TASK LIST >>
1 - Using the comment thread, answer yes or no to each statement and quote the words that decide it. (a) One commenter sold DRV at 17.45 after buying at 14.42. (b) The commenter who went all in on high yield junk says it cost them 10% of their cash. (c) One commenter feels at ease shorting when Cramer and Kudlow are bearish.
2 - In the comment thread, how long did it take before the bank's carry-trade prop traders were taken out in stretchers?
3 - Repeat word for word the part of the comment thread from "fucking criminals" up to and including "the moment arrived.".

ARTICLE >>
▬▬▬▬▬▬
No use arguing against that.
Prepayments have been reasonable considering the historic low rates. Difficulty in qualifying has the main issue.
Government intervention is always a worry.
We all knew that the recent rate spread was not continuing forever…….
“increase their leverage”…careful, that’s what Dick Fuld thought too.
sold out of DRV just now. Looking to enter on the long side again.
Lets have a good ole fashion Clam bake. I’ll bring the libations.
Good advise.. wish i had subscribed to this theory 2 months ago before I went all in on high yield junk that has cost me 20% of my cash.. the 0.8% I have got back in dividends is great though.. at least I can put some gas in the car with that.. FML
Fly, I think even you might be surprised by the number of retail investors that simply look for high yield stocks without doing any sort of critical thinking about what they’re getting into. What’s worse, is that you can hardly talk any sense into anybody that thinks this is the way to get some earnings in their IRA accounts, after being decimated by plummeting interest rates.
The REIT’s are the worst offenders, no doubt. They should just go ahead and make a Fed REIT, full of all the malls in America that The Bernacke is going to own in a couple of years.
Sold DRV @ 17.45, bought @ 14.42 Better safe, than sorry.. Def. going to buy more after we bounce..
fucking criminals
TLT and VXX still climbing…until they pull back the waters are shark infested.
fly why are you not picking wnr up at these levels?
i am
I pointed out last week that ARO was holding up pretty well. I picked some up this morning as it is ripping higher even in this crappy tape. Something is going on there, but I can’t find any headlines. I didn’t want to come off the sidelines today, but it’s hard to argue with the price action.
This is the tape that the long term crowd waits for. Good businesses on sale. Too soon to deploy more than a portion of your dry powder though.
Hopefully everyone has a plan in place. A plan devised before the emotion of the moment arrived.
The above applies only to investors.
Day traders and other short term types have their own game plan and I wish them all success.
Agree…Bravo!
Sir Fly,
How do you feel about today’s meltdown? Are you buying at these levels?
I’ve covered a good chunk of my shorts and thinking of scouting for short-term long opportunities. I agree as well, we are way oversold.
Kind of worries me shorting when Cramer and Kudlow are bearish.
This shit reminds me of the currency carry trade. I never went near them, but our bank at one time thought they were going to get big in the currency game and hired a bunch of prop traders “specializing” in carry trades. They were taken out in stretchers in 6 months. Smelling a rat i didn’t even go near those fuckers as the smell of death could have carried over to me.
▬▬▬▬▬▬
DATASET SECTION >>
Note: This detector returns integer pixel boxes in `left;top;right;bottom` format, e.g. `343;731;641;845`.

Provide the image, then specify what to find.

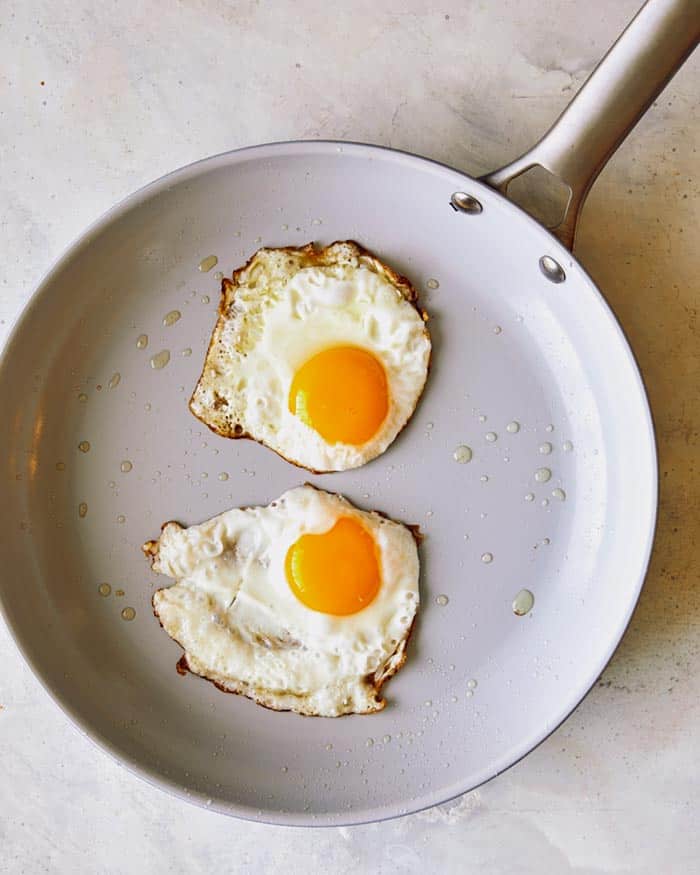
▬▬▬▬▬▬
TASK-BY-TASK ANSWERS >>
1 -
(a) Yes: "Sold DRV @ 17.45, bought @ 14.42"
(b) No: "cost me 20% of my cash"
(c) No: "Kind of worries me shorting when Cramer and Kudlow are bearish."

2 - Six months.

3 -
fucking criminals
TLT and VXX still climbing…until they pull back the waters are shark infested.
fly why are you not picking wnr up at these levels?
i am
I pointed out last week that ARO was holding up pretty well. I picked some up this morning as it is ripping higher even in this crappy tape. Something is going on there, but I can’t find any headlines. I didn’t want to come off the sidelines today, but it’s hard to argue with the price action.
This is the tape that the long term crowd waits for. Good businesses on sale. Too soon to deploy more than a portion of your dry powder though.
Hopefully everyone has a plan in place. A plan devised before the emotion of the moment arrived.